----- QUOTED PASSAGE

Predictive modeling over data derived from EHRs is being used for early diagnosis and is reducing mortality rates from problems such as congestive heart failure and sepsis. Congestive Heart Failure (CHF) accounts for the most healthcare spending. The earlier it is diagnosed, the better it can be treated, avoiding expensive complications, but early manifestations can be easily missed by physicians. A machine learning example from Georgia Tech demonstrated that machine learning algorithms could look at many more factors in patients’ charts than doctors, and by adding additional features, there was a substantial increase in the ability of the model to distinguish people who have CHF from people who don’t.

Predictive modeling and machine learning on large sample sizes, with more patient data, can uncover nuances and patterns that couldn’t be previously uncovered. Optum Labs has collected EHRs of over 30 million patients to create a database for predictive analytics tools that will help doctors make big data-informed decisions to improve patients’ treatment.

5. Real-time Monitoring of Patients

Healthcare facilities are looking to provide more proactive care to their patients by constantly monitoring patient vital signs. The data from these various monitors can be analyzed in real time and send alerts to care providers so they know instantly about changes in a patient’s condition. Processing real-time events with machine learning algorithms can provide physicians with insights to help them make lifesaving decisions and allow for effective interventions.

Wearable sensors and devices present the opportunity for caregivers to interact with patients in entirely new ways, making healthcare more convenient and persistent. Real-time monitoring changes the very nature of the relationship in that face-to-face care is not always a necessity. As an example, applications are being used for remote or in-home monitoring of patients with chronic obstructive pulmonary disease. Other monitors track the weight of patients battling obstructive heart disease to detect fluid retention before hospitalization is required. Still others track a child’s asthma medication usage to be sure home caregivers and family members are aware of what needs to be administered, reducing visits to the ER. As is so often the case with new data volumes in healthcare, sensor data from wearable monitors is unstructured data that yields to the data acquisition and storage capabilities of Hadoop, as well as to the power and flexibility of advanced big data analytics.

----------
----- STUDY MATERIAL

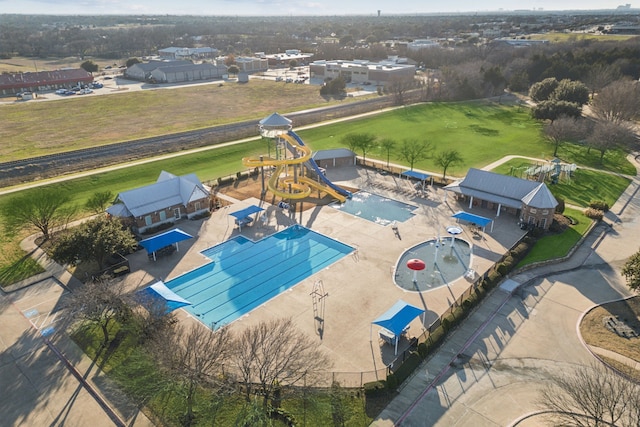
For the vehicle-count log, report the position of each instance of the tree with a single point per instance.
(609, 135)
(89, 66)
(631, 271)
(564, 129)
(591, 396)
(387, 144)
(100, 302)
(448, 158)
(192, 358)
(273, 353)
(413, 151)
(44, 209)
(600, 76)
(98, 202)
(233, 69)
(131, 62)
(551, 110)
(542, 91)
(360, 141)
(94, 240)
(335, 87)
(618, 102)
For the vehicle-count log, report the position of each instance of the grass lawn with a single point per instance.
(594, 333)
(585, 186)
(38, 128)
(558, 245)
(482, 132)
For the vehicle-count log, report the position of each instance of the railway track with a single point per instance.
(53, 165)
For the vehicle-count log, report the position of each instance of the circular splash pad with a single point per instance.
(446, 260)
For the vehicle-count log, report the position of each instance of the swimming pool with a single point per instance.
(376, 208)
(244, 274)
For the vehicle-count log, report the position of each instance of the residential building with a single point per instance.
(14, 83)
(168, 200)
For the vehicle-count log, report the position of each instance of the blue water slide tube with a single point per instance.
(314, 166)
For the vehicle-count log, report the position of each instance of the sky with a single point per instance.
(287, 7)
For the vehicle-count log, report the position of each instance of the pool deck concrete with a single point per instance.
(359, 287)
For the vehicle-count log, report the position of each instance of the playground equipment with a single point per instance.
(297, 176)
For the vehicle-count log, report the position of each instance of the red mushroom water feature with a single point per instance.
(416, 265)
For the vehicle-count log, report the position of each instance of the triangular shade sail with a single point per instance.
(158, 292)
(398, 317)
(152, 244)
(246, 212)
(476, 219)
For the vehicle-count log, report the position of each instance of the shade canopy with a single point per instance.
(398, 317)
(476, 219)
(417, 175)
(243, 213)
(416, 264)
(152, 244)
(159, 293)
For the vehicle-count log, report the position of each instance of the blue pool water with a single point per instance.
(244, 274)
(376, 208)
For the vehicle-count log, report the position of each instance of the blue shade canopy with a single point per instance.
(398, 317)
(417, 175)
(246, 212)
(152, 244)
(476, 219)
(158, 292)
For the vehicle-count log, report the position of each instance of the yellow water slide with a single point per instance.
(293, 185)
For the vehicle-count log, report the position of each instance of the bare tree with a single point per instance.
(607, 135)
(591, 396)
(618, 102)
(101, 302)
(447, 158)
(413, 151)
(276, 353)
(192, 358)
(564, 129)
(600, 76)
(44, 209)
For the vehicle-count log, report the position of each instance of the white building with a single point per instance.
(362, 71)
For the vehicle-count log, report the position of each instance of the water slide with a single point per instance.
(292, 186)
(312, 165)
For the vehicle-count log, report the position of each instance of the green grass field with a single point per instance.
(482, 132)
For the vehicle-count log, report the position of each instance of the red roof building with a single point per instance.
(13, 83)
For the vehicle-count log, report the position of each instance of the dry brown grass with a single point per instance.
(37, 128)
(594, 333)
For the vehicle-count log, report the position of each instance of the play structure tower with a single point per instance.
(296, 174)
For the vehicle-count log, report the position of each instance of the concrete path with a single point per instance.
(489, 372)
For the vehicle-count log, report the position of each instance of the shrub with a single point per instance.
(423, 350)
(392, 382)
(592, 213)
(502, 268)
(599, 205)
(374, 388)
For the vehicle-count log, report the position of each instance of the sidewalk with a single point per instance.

----------

ACTIVITY A:
Please transcribe the healthcare analytics passage starting at "Predictive modeling and" and ending at "for effective interventions.".
ACTIVITY B:
Summarize the healthcare analytics passage in two sentences.
ACTIVITY C:
In the healthcare analytics passage, how many patients' EHRs has Optum Labs collected?
The listing above comes from a separate source.

OUTPUT A:
Predictive modeling and machine learning on large sample sizes, with more patient data, can uncover nuances and patterns that couldn’t be previously uncovered. Optum Labs has collected EHRs of over 30 million patients to create a database for predictive analytics tools that will help doctors make big data-informed decisions to improve patients’ treatment.

5. Real-time Monitoring of Patients

Healthcare facilities are looking to provide more proactive care to their patients by constantly monitoring patient vital signs. The data from these various monitors can be analyzed in real time and send alerts to care providers so they know instantly about changes in a patient’s condition. Processing real-time events with machine learning algorithms can provide physicians with insights to help them make lifesaving decisions and allow for effective interventions.

OUTPUT B:
Predictive modeling and machine learning on EHR data support early diagnosis of conditions such as congestive heart failure and sepsis, and large patient datasets, like the EHRs of over 30 million patients collected by Optum Labs, can uncover patterns that were previously missed. Real-time monitoring of vital signs and wearable sensors lets care providers receive instant alerts, intervene effectively and care for patients remotely, with the resulting unstructured data handled by Hadoop and advanced big data analytics.

OUTPUT C:
Over 30 million.